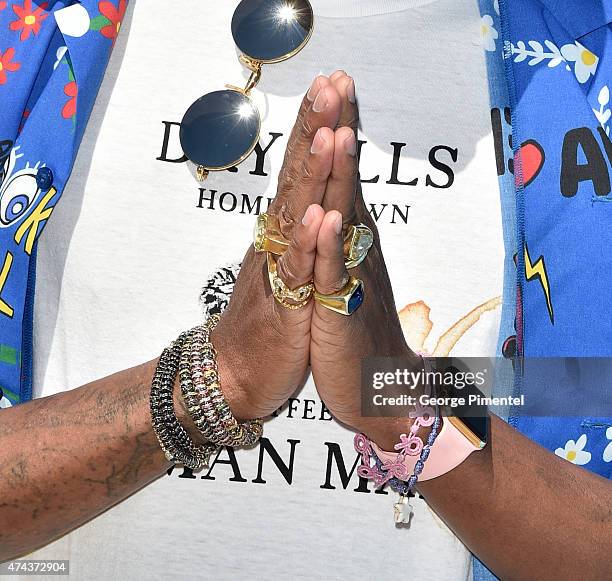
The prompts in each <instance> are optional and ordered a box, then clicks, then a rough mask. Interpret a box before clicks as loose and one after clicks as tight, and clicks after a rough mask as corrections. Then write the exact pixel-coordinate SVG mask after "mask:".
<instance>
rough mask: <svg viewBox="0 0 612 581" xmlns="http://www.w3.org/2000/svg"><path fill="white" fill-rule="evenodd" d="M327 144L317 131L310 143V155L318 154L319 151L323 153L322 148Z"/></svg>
mask: <svg viewBox="0 0 612 581" xmlns="http://www.w3.org/2000/svg"><path fill="white" fill-rule="evenodd" d="M326 143H327V142H326V141H325V138H324V137H323V135H322V130H321V129H319V130H318V131H317V134H316V135H315V138H314V140H313V141H312V147H311V148H310V153H314V154H317V153H320V152H321V151H323V148H324V147H325V144H326Z"/></svg>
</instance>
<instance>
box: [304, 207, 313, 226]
mask: <svg viewBox="0 0 612 581" xmlns="http://www.w3.org/2000/svg"><path fill="white" fill-rule="evenodd" d="M311 222H312V206H308V210H306V213H305V214H304V217H303V218H302V224H304V226H308V224H310V223H311Z"/></svg>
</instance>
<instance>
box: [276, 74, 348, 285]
mask: <svg viewBox="0 0 612 581" xmlns="http://www.w3.org/2000/svg"><path fill="white" fill-rule="evenodd" d="M358 119H359V116H358V109H357V103H356V98H355V83H354V81H353V79H352V78H351V77H349V76H348V75H347V74H346V73H345V72H344V71H336V72H335V73H334V74H333V75H331V76H330V77H329V78H328V77H325V76H319V77H317V78H316V79H315V80H314V81H313V83H312V85H311V87H310V89H309V90H308V92H307V94H306V96H305V97H304V99H303V101H302V105H301V107H300V111H299V113H298V118H297V121H296V124H295V126H294V129H293V131H292V133H291V136H290V138H289V143H288V146H287V151H286V154H285V161H284V163H283V169H282V170H281V173H280V176H279V185H278V193H277V197H276V199H275V201H274V203H273V205H272V207H271V212H273V213H277V214H278V216H279V221H280V226H281V230H282V232H283V234H284V235H285V236H286V237H287V238H288V239H289V240H290V245H289V248H288V250H287V251H286V252H285V253H284V254H283V255H282V256H281V257H279V259H278V261H277V269H278V274H279V276H280V277H281V279H282V280H283V282H284V283H285V284H286V285H287V286H288V287H289V288H297V287H299V286H301V285H304V284H306V283H308V282H310V281H311V280H313V278H314V282H315V287H316V289H317V291H318V292H320V293H323V294H331V293H334V292H337V291H339V290H340V289H341V288H342V287H343V286H344V284H345V283H346V281H347V280H348V274H347V272H346V269H345V267H344V252H343V232H344V231H345V229H346V227H347V226H348V225H350V224H353V223H355V220H356V213H355V196H356V191H357V179H358V156H357V154H358V143H357V138H356V133H357V125H358Z"/></svg>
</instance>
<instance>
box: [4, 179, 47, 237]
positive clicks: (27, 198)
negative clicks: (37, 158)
mask: <svg viewBox="0 0 612 581" xmlns="http://www.w3.org/2000/svg"><path fill="white" fill-rule="evenodd" d="M32 171H34V173H32ZM39 193H40V189H39V188H38V185H37V183H36V170H32V169H26V170H22V171H21V172H17V173H16V174H15V175H14V176H12V177H11V178H10V179H9V180H8V182H7V183H6V184H5V185H4V187H3V188H2V192H1V193H0V227H6V226H9V225H10V224H12V223H13V222H15V221H17V220H19V219H20V218H21V217H22V216H24V215H25V213H26V212H27V211H28V209H29V208H30V206H32V204H33V203H34V202H35V201H36V198H37V197H38V194H39Z"/></svg>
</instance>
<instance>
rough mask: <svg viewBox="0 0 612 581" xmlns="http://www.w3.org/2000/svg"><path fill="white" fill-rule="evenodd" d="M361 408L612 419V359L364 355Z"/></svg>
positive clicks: (379, 409) (578, 357) (484, 414)
mask: <svg viewBox="0 0 612 581" xmlns="http://www.w3.org/2000/svg"><path fill="white" fill-rule="evenodd" d="M361 381H362V392H361V393H362V399H361V403H362V414H363V415H364V416H365V417H381V416H382V417H405V416H407V415H408V414H409V413H410V412H412V411H413V410H414V407H415V406H416V405H417V404H420V405H422V406H431V407H434V406H437V407H438V411H439V413H440V414H441V415H455V414H456V415H460V416H461V417H484V416H485V415H487V414H489V413H490V412H491V413H495V414H497V415H500V416H502V417H511V416H519V415H523V416H540V417H563V416H565V417H611V416H612V398H610V397H608V393H609V386H610V385H612V358H580V357H578V358H576V357H565V358H562V357H556V358H524V359H514V360H512V359H504V358H482V357H461V358H458V357H435V358H427V359H424V360H423V359H418V358H413V359H411V360H407V359H405V358H397V357H395V358H393V357H376V358H366V359H364V360H363V361H362V367H361Z"/></svg>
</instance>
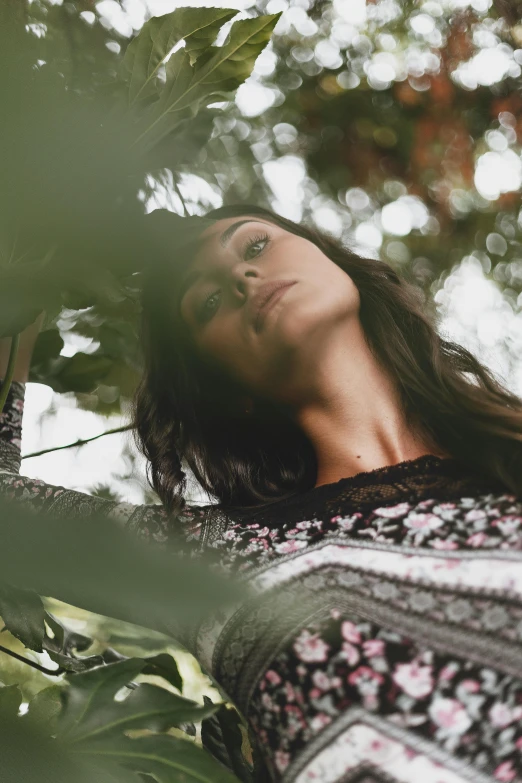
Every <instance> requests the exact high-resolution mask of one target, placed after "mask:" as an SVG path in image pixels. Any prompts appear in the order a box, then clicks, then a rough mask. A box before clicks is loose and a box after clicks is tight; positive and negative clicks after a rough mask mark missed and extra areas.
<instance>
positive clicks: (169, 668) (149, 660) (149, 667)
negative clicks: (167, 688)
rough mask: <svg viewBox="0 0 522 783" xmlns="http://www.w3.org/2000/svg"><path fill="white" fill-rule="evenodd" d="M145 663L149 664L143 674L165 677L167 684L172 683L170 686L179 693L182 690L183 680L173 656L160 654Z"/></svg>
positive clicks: (145, 658) (166, 653)
mask: <svg viewBox="0 0 522 783" xmlns="http://www.w3.org/2000/svg"><path fill="white" fill-rule="evenodd" d="M145 661H146V662H147V664H146V666H145V668H144V669H143V674H156V675H158V676H159V677H163V679H165V680H167V682H170V684H171V685H173V686H174V687H175V688H177V689H178V690H179V691H181V690H182V688H183V680H182V679H181V674H180V673H179V670H178V665H177V663H176V661H175V660H174V658H173V657H172V655H168V653H160V654H159V655H154V656H151V657H150V658H145Z"/></svg>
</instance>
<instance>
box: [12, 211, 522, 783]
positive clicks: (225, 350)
mask: <svg viewBox="0 0 522 783" xmlns="http://www.w3.org/2000/svg"><path fill="white" fill-rule="evenodd" d="M206 217H209V218H211V219H212V220H214V221H215V222H214V223H213V224H212V225H211V226H210V228H209V227H206V228H205V230H204V231H202V233H201V235H200V236H199V238H198V243H197V246H196V248H195V249H194V251H193V252H192V253H191V254H190V257H189V256H187V257H185V258H183V259H181V261H180V260H179V259H178V261H177V263H171V264H169V265H167V266H164V267H163V268H162V271H161V272H159V271H158V270H156V271H155V272H154V274H152V275H151V276H150V279H149V280H148V281H147V283H146V285H145V289H144V295H143V311H144V355H145V365H146V366H145V373H144V376H143V379H142V382H141V385H140V387H139V389H138V392H137V397H136V408H135V425H136V430H137V433H138V434H139V437H140V439H141V445H142V448H143V451H144V453H145V455H146V456H147V457H148V459H149V461H150V469H151V480H152V484H153V486H154V488H155V489H156V490H157V492H158V494H159V496H160V498H161V500H162V502H163V506H164V507H163V508H162V507H160V506H138V507H136V506H130V505H128V504H116V503H113V502H110V501H107V500H102V499H90V500H88V501H87V502H86V496H85V495H82V494H81V493H76V492H69V491H63V490H62V489H60V488H49V487H47V486H46V485H44V484H42V483H41V482H38V481H33V480H31V479H27V478H23V479H20V478H19V477H18V476H15V475H12V474H14V473H16V471H17V466H18V464H19V462H18V460H19V436H20V424H21V421H20V419H21V400H22V396H23V383H17V384H14V387H13V389H12V392H11V395H10V406H8V407H7V409H6V411H5V412H4V414H3V419H2V424H1V425H0V433H1V435H2V438H3V454H4V456H3V469H4V470H6V471H9V470H10V471H11V475H10V474H9V473H4V474H3V475H2V476H0V485H1V486H2V488H3V491H4V492H5V493H8V494H11V495H13V494H14V495H17V494H18V495H20V496H22V495H23V498H24V502H30V503H33V504H34V505H36V506H38V507H42V506H43V507H46V508H49V509H51V510H52V511H53V513H57V512H58V513H59V512H60V510H61V509H64V510H65V512H66V513H68V514H69V515H70V513H71V511H74V509H79V508H81V512H79V513H82V514H87V513H89V509H91V508H92V509H94V510H96V511H99V510H100V508H102V509H104V510H105V512H106V513H107V515H108V516H110V517H118V518H120V519H121V518H124V519H125V520H126V522H127V526H128V527H129V528H130V529H131V530H135V531H136V532H137V533H138V534H140V535H143V536H147V537H150V538H152V539H154V540H156V541H159V542H165V541H167V542H168V541H171V542H172V545H173V546H175V547H176V548H177V549H178V550H179V551H183V550H184V549H187V551H190V552H192V553H194V551H201V550H202V549H206V550H210V551H212V552H213V553H214V554H215V557H216V558H217V559H218V560H219V562H221V564H222V565H223V566H224V567H225V568H230V569H233V570H234V571H236V572H238V573H240V574H241V575H242V576H243V577H244V578H245V579H249V580H250V581H251V582H252V584H253V585H254V587H255V589H256V591H257V595H256V597H255V599H250V600H249V603H245V605H243V606H241V607H239V608H236V609H234V610H230V611H229V612H228V614H227V615H226V616H224V615H222V616H220V617H215V618H209V619H208V621H207V622H205V623H204V624H203V625H202V626H201V627H200V628H197V629H191V631H190V633H187V638H186V640H185V641H186V643H187V646H188V647H189V649H191V651H192V652H194V654H195V655H196V656H197V657H198V659H199V660H200V662H201V663H202V665H203V666H204V667H205V668H206V669H207V670H209V671H211V672H212V673H213V675H214V676H215V677H216V679H217V680H218V682H220V683H221V685H222V686H223V688H224V690H225V691H226V692H227V693H228V694H229V695H230V697H231V698H232V699H233V700H234V701H235V703H236V704H237V705H238V707H239V708H240V709H241V710H242V711H243V713H244V714H245V715H246V716H247V718H248V720H249V722H250V725H251V727H252V729H253V733H254V735H255V737H256V740H257V742H258V743H259V748H260V751H261V753H262V755H263V757H264V759H265V760H266V764H267V768H268V770H269V775H270V778H271V779H272V780H274V781H284V783H290V781H292V782H293V781H296V782H297V781H298V782H299V783H305V781H321V782H323V781H324V783H340V782H341V781H343V783H344V782H346V781H355V780H357V781H367V782H368V783H369V782H370V781H372V783H373V781H408V783H410V782H412V781H423V783H431V782H432V781H433V783H435V782H436V783H450V782H451V783H457V781H473V783H476V781H488V780H495V779H496V780H501V781H515V780H522V602H521V593H522V553H521V548H522V536H521V525H522V499H521V497H520V495H519V494H518V490H519V487H520V486H521V483H522V482H521V479H522V445H521V441H522V401H521V400H520V399H519V398H517V397H516V396H514V395H512V394H510V393H509V392H508V391H506V390H505V389H503V388H502V387H501V386H500V385H499V384H498V383H497V382H496V381H495V380H494V378H493V377H492V376H491V375H490V373H489V372H488V371H487V370H486V368H485V367H483V366H482V365H481V364H480V363H479V362H478V361H477V360H476V359H475V358H474V357H473V356H472V355H471V354H470V353H469V352H468V351H466V350H465V349H464V348H462V347H460V346H458V345H455V344H453V343H450V342H448V341H445V340H442V339H441V338H440V337H439V336H438V334H437V332H436V330H435V327H434V326H433V324H432V322H431V321H430V319H428V318H427V317H426V315H425V314H424V310H425V304H424V303H423V302H422V301H421V299H420V298H419V296H418V294H417V293H416V292H415V289H414V288H413V287H411V286H409V285H408V284H406V283H405V282H404V281H402V280H401V279H400V278H398V277H397V275H396V274H395V272H394V271H393V270H392V269H391V268H390V267H389V266H388V265H387V264H385V263H383V262H381V261H377V260H373V259H366V258H360V257H359V256H357V255H356V254H354V253H353V252H351V251H349V250H347V249H346V248H343V247H342V246H340V245H339V244H338V243H337V242H335V241H334V240H332V239H331V238H329V237H327V236H323V235H321V234H319V233H317V232H315V231H313V230H311V229H309V228H306V227H304V226H302V225H297V224H295V223H293V222H291V221H289V220H286V219H283V218H281V217H279V216H277V215H275V214H274V213H272V212H270V211H268V210H264V209H262V208H260V207H256V206H252V205H238V206H231V207H222V208H220V209H218V210H213V211H212V212H210V213H209V214H208V215H207V216H206ZM27 364H28V362H27V360H26V362H25V365H26V366H25V369H24V368H22V369H21V370H19V372H20V375H19V376H18V379H19V380H21V381H24V380H26V378H27ZM183 463H185V464H186V465H188V466H189V467H190V468H191V470H192V471H193V473H194V474H195V475H196V477H197V479H198V480H199V482H200V483H201V484H202V486H203V487H204V488H205V489H206V490H207V491H208V492H209V493H210V494H212V495H214V496H215V497H216V498H217V500H218V501H219V504H218V505H210V506H188V505H184V503H183V491H184V489H185V475H184V471H183V469H182V466H183ZM296 596H298V597H299V600H298V601H296Z"/></svg>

+++++

* [THE TASK] Copy the listing word for word, from its start through the line containing "144L317 131L310 143V155L318", and leave out the pictures.

* [EXERCISE OUTPUT]
The prompts in each <instance> are optional and ordered a box, then clicks, then a rough mask. Interpret a box before clicks as loose and one after clicks as tight, and clicks after a rough mask as corrections. Then write the exact pixel-coordinate SVG mask after "mask:".
<instance>
rough mask: <svg viewBox="0 0 612 581" xmlns="http://www.w3.org/2000/svg"><path fill="white" fill-rule="evenodd" d="M327 144L317 131L310 143V155L318 154L319 151L323 153L322 148Z"/></svg>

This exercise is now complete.